# Given request:
Return each line of the rows below that contains the string "jacket", copied unchanged.

# Raw data:

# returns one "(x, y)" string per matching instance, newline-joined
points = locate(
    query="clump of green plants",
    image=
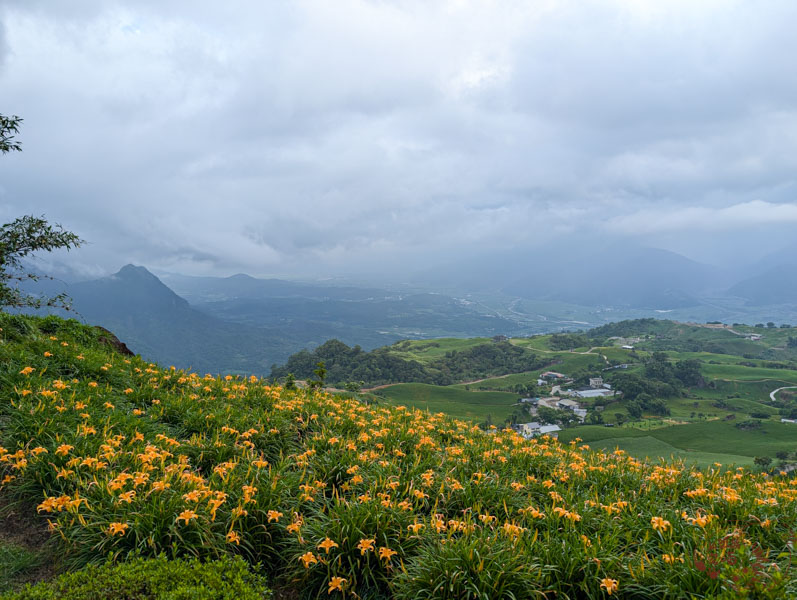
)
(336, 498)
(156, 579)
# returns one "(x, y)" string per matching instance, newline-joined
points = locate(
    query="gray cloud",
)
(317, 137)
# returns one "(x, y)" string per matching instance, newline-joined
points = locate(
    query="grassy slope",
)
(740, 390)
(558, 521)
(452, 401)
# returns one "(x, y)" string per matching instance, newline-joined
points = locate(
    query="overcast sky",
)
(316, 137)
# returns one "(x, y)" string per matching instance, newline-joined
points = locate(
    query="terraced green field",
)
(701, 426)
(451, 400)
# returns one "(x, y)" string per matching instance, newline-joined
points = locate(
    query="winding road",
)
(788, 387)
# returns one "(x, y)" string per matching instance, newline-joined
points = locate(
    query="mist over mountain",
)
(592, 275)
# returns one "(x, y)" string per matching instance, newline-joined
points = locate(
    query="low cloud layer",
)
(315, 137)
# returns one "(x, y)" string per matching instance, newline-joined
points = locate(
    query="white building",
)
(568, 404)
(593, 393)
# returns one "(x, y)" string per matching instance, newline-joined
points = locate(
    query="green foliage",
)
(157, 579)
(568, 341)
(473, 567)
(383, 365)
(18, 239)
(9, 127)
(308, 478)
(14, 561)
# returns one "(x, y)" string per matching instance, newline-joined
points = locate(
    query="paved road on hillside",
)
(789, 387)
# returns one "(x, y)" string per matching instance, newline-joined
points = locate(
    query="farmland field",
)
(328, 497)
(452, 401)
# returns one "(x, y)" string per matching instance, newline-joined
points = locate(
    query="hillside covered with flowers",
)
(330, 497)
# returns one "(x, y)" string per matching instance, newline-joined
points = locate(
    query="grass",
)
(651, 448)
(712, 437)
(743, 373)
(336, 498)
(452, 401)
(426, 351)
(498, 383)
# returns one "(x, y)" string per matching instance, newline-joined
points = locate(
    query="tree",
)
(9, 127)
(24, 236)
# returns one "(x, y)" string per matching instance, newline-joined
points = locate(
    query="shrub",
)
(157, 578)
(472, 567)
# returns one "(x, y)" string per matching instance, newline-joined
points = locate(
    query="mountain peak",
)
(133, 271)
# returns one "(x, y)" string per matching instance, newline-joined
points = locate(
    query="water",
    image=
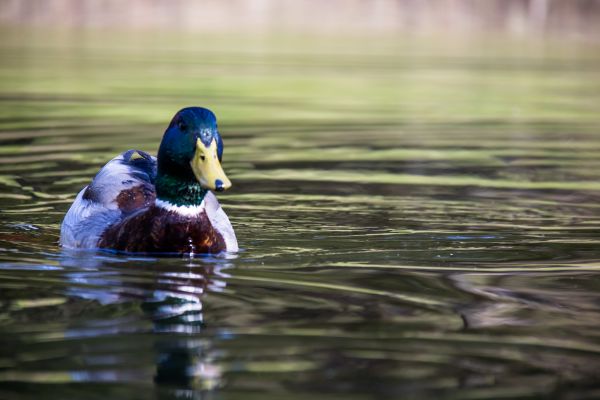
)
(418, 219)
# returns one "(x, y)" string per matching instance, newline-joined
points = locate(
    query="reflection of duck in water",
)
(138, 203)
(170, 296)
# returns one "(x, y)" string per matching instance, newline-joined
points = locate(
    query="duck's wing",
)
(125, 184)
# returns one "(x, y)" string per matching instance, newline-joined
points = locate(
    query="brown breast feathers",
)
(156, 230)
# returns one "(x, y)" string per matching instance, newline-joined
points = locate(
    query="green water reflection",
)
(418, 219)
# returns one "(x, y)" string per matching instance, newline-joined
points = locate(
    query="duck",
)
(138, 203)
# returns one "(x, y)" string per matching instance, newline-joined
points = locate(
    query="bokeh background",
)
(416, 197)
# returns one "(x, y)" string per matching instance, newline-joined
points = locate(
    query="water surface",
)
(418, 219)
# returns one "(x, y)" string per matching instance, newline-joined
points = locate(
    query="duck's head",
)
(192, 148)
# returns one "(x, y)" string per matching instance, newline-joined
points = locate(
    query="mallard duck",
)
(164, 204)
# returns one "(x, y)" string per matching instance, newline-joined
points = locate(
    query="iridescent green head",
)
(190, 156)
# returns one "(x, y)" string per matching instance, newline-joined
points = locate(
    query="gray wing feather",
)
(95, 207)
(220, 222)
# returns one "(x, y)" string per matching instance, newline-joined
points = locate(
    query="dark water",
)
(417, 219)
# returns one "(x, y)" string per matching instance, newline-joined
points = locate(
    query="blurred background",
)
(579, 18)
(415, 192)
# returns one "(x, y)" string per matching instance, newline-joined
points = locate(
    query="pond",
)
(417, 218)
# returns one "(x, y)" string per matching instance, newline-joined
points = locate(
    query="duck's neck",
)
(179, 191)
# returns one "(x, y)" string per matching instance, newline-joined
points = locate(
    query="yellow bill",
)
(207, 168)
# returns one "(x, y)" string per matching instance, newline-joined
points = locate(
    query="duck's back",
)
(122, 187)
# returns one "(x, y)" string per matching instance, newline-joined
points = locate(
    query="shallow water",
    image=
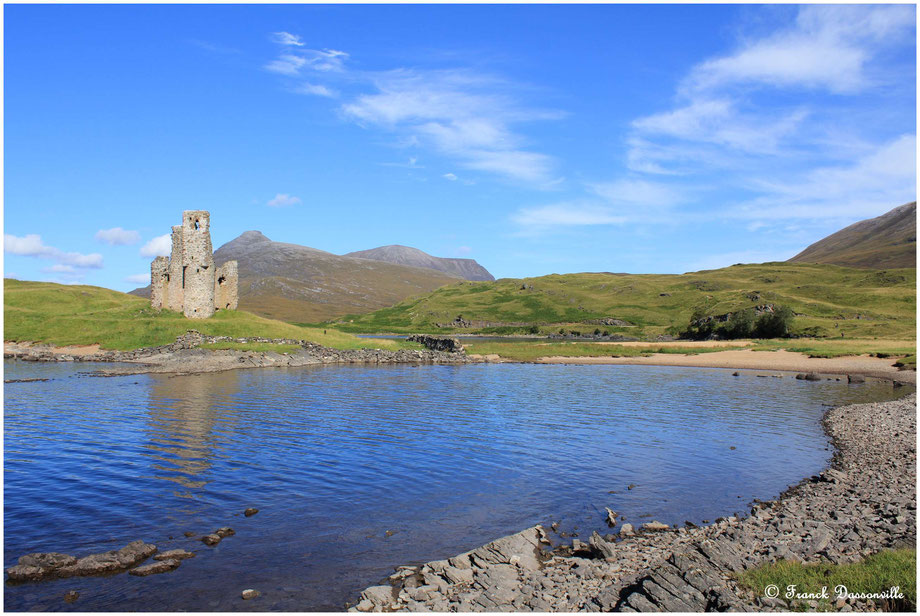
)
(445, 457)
...
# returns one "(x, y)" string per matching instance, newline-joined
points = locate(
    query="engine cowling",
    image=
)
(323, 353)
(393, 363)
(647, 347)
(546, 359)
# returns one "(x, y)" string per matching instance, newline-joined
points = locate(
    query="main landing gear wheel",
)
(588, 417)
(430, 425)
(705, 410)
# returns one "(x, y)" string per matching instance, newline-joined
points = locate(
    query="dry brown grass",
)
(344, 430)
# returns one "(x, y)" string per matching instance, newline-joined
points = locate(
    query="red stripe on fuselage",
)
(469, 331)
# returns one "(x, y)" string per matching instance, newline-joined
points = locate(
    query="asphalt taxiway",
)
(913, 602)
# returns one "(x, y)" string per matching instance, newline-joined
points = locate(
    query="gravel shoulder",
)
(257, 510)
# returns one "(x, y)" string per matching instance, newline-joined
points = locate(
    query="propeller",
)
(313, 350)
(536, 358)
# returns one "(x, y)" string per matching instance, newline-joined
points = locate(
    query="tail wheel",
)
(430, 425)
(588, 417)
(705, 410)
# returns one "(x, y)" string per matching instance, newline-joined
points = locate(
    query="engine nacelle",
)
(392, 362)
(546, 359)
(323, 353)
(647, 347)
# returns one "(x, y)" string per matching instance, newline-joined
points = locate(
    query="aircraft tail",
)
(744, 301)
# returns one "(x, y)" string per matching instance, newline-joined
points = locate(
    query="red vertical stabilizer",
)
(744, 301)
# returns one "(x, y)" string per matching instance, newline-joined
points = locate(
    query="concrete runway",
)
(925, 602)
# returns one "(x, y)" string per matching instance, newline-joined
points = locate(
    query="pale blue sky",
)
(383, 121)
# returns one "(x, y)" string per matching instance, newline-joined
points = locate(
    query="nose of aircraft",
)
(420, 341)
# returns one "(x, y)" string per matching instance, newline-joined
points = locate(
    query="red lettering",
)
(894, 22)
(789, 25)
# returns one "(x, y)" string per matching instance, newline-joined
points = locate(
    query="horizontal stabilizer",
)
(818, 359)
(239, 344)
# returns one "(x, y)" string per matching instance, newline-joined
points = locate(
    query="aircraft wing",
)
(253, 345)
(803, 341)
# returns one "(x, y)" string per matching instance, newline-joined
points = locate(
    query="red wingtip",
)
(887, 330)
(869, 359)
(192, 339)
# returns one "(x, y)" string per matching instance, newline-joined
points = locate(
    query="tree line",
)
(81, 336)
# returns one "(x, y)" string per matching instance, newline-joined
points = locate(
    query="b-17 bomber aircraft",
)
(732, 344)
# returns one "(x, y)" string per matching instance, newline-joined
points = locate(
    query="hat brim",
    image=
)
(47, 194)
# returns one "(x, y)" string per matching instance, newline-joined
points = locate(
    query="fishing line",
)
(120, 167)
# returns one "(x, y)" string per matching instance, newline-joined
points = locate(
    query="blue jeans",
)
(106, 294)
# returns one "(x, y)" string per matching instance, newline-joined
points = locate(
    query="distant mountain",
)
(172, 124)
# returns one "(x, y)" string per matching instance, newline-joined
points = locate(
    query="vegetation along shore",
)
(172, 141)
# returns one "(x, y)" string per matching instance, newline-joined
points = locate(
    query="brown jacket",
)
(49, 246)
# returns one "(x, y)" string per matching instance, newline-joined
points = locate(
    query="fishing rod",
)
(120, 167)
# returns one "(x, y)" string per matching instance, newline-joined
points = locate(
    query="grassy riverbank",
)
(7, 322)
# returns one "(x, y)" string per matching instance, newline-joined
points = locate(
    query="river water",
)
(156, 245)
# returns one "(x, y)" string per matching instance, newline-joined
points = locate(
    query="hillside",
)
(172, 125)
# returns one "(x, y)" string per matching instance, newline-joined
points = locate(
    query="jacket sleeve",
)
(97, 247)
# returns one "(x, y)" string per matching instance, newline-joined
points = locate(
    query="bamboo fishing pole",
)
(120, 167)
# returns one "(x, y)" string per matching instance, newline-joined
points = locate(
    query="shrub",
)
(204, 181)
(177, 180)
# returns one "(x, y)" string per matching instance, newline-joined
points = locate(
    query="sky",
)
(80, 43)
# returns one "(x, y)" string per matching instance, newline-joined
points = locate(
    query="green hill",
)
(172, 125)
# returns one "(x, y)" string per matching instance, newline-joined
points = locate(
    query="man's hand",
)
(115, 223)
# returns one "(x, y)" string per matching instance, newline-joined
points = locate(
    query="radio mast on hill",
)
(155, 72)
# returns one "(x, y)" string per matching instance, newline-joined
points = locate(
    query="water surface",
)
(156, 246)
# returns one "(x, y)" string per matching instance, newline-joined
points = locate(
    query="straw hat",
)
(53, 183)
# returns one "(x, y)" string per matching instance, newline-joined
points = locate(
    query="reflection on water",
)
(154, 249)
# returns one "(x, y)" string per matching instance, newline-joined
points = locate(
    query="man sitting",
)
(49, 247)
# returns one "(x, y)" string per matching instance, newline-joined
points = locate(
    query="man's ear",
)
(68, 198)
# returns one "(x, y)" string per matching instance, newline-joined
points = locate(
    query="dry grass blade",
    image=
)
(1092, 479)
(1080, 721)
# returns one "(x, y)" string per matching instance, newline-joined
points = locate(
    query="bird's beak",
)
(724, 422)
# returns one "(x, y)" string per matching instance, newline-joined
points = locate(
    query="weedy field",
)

# Exercise output:
    query="brown jacket",
    query="jacket sleeve",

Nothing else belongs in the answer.